**Extrait proposé**
####################

Trois ans après le choc césarisé de « Au revoir là-haut », Albert Dupontel revient avec une comédie noire furieusement ancrée dans notre époque.
Bien que « Adieu les cons » soit très différent, on y retrouve le cocktail de burlesque et d’émotion qui caractérisait « Au revoir là-haut »…
Albert Dupontel : L’idée du mélange des genres était en effet mon ambition de départ. De Chaplin à Terry Gilliam en passant par Ken Loach, les films qui m’ont marqué véhiculent beaucoup ces deux sentiments. J’essaie de m’en faire l’écho. Mais quel que soit mon « sérieux », j’essaie surtout d’être distrayant. Le propos est grave mais l’ambition est que le spectateur voyage.
Comment est né le film ?
De l’envie de commenter, à ma façon comme toujours, le monde qui m’environne. Pour cette histoire, je suis parti de l’idée d’opposer deux « combles » : quelqu’un qui veut vivre mais qui ne peut pas à quelqu’un qui pourrait vivre mais qui ne veut pas.
Pourquoi vous y êtes-vous encore donné un des rôles principaux ?
À la différence d’« Au revoir là-haut », je m’étais dès l’écriture destiné ce personnage car je comprends très bien les émotions d’un inhibé dépressif. Pour l’interprétation, il m’a suffi de regarder Virginie Efira et d’écouter Nicolas Marié, mes deux compagnons de jeu.
Virgine Efira, justement…
Elle s’est prêtée avec beaucoup d’humilité au jeu des essais. Je l’ai trouvée épatante, ce qu’a confirmé la caméra. Un mélange populaire, sexy, émouvant. L’incarnation du personnage de Suze lui appartient. Je n’ai eu qu’à surfer sur ses larmes. De surcroît, elle dégage à l’image une tendresse et une humanité que j’ai, aux rushes, accueillis avec ravissement. Ce qui m’intéressait, c’était de raconter la détresse de cette femme qui va rencontrer plein de bras cassés sur son parcours, face à une administration indifférente et numérisée. Suze va libérer ce petit monde sur son passage, désinhiber mon personnage et révéler l’amour fou pour la vie qu’a celui de Monsieur Blin qu’incarne Nicolas Marié.
Vous avez évoqué plus haut Terry Gilliam, et « Adieu les cons » rend un hommage évident à « Brazil ».

####################

**Problèmes à résoudre**
(1) Affichez le passage de l'extrait proposé situé entre « De l’envie de » et « rôles principaux ? », bornes incluses.
(2) D'après l'extrait proposé, quel acteur incarne le personnage de Monsieur Blin ?
Ces données proviennent d'une autre source.

[Entrées de données enregistrées]
####################

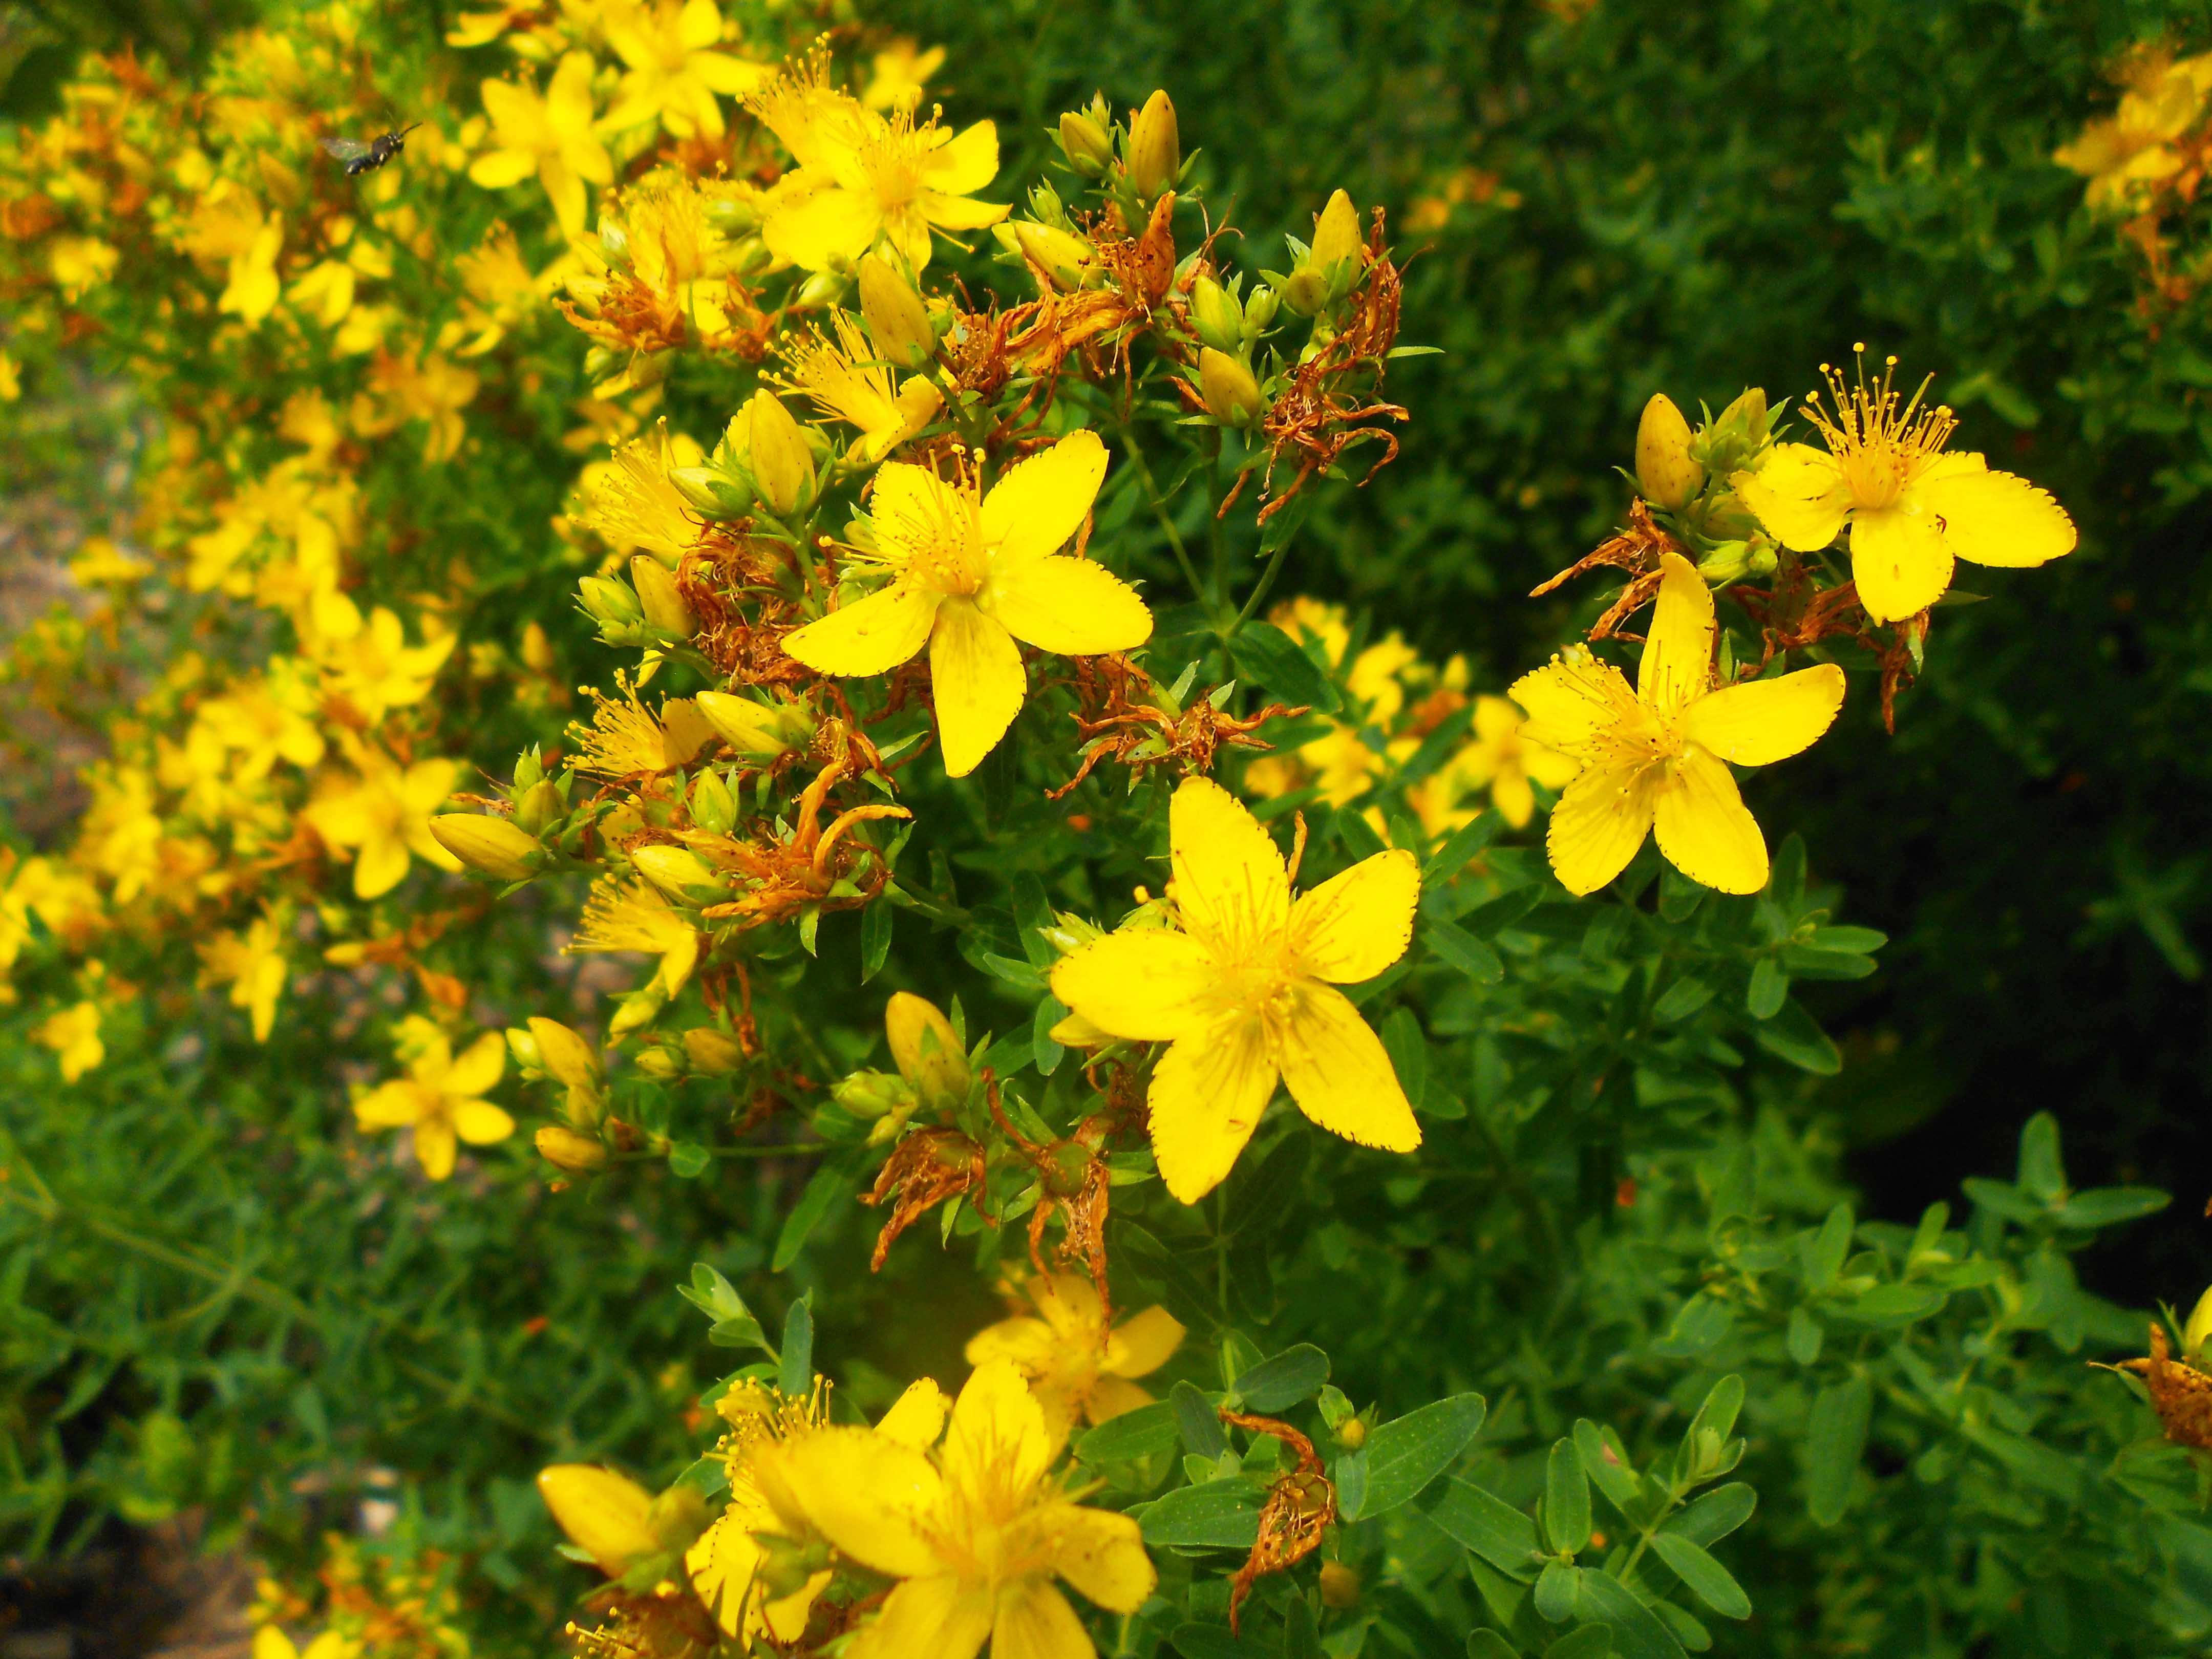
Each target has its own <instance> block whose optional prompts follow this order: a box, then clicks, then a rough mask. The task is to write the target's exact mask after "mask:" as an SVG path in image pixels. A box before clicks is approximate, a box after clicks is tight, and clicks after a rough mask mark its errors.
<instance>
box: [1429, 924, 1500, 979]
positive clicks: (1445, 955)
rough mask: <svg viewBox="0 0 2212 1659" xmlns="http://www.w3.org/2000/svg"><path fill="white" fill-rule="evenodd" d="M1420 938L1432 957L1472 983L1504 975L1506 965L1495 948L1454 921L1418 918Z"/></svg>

####################

**Résultats des tâches**
(1)
De l’envie de commenter, à ma façon comme toujours, le monde qui m’environne. Pour cette histoire, je suis parti de l’idée d’opposer deux « combles » : quelqu’un qui veut vivre mais qui ne peut pas à quelqu’un qui pourrait vivre mais qui ne veut pas.
Pourquoi vous y êtes-vous encore donné un des rôles principaux ?

(2) Nicolas Marié.